------ Page text

Saturday 14 September 2024
Alexander Wilson on the Whippoorwill
Wednesday 4 September 2024
Review: "River"
Abi
Morgan (Creator), “River”, Kudos/Shine International/BBC One/Netflix, 2015.
Convincing
an audience that something fantastic is going on in your fictive work is a bit
of a high-wire act. If your target demographic isn’t convinced of what you’re
trying to sell, then the whole enterprise quickly falls apart. The easy
solution would seem of course - in the case of a visual medium effort – to
obtain the best actors, directors, cinematographers – what have you - that
money can buy; in this instance, I think the creators have knocked it out of
the park.
There
is a spooky premise to this show – a supernatural rationale – but I don’t want
to let any cats out of their bags. Going in on these six episodes, I had no
idea what to expect: I was looking for a gritty British police procedural to
while away an evening’s ennui and I suddenly had just that, along with
something completely unexpected and – dare I say? – delightful. Of course, the
presence of Stellan Skarsgård and Nicola Walker
meant that – had this been simply a stultifying home renovation program – I would still have watched the hell out of it; the supernatural aspects of this show were
merely the excellent icing atop this wonderful cake.

------------

→ **What is needed**:
Answer these from the River review:
(a) Who is credited as creator of the show?
(b) How many episodes did the reviewer watch?
(c) Which two actors does the reviewer name?
Rely on the River review alone.

------ Records shown

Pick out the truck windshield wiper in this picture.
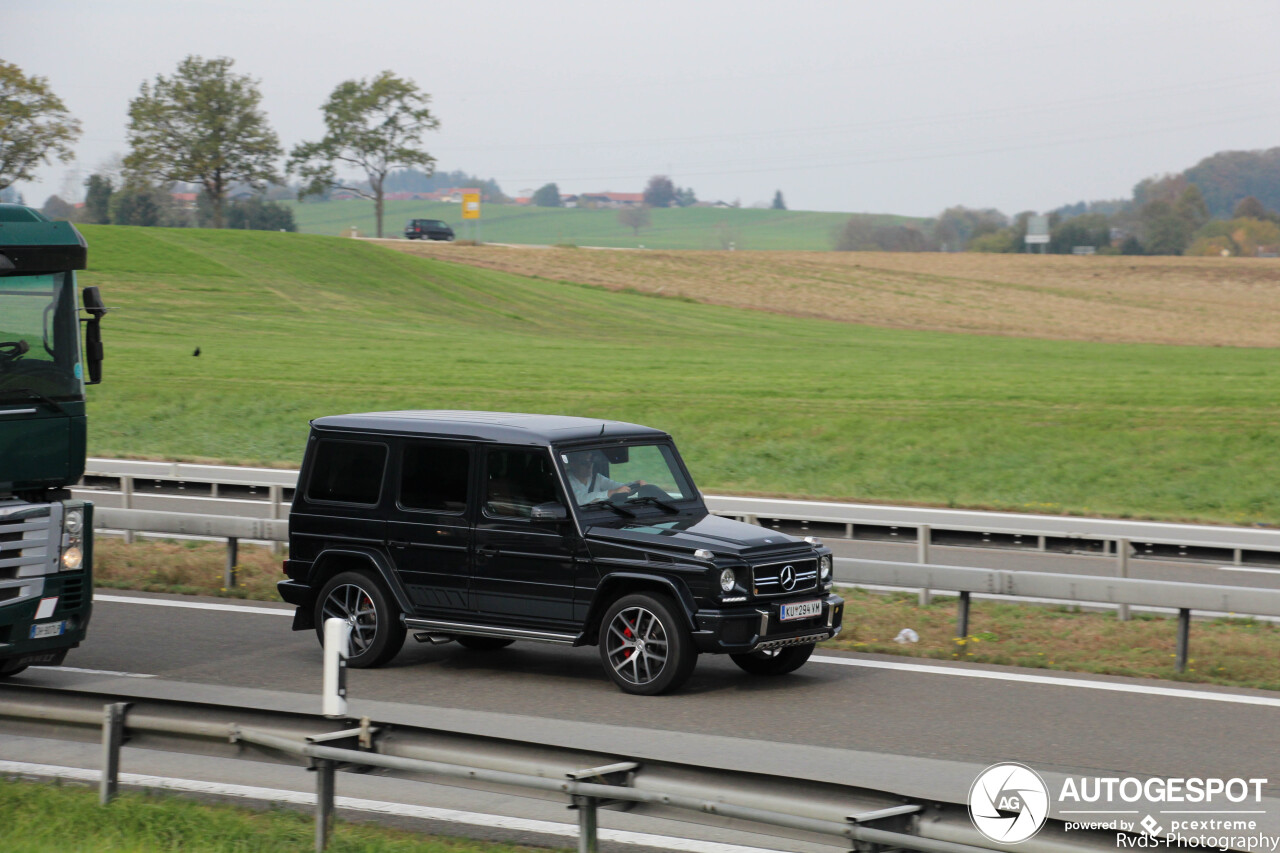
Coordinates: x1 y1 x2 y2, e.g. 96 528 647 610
4 388 67 415
627 494 680 512
582 498 636 519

------------

→ **Completed task**:
(a) Abi Morgan
(b) Six
(c) Stellan Skarsgård and Nicola Walker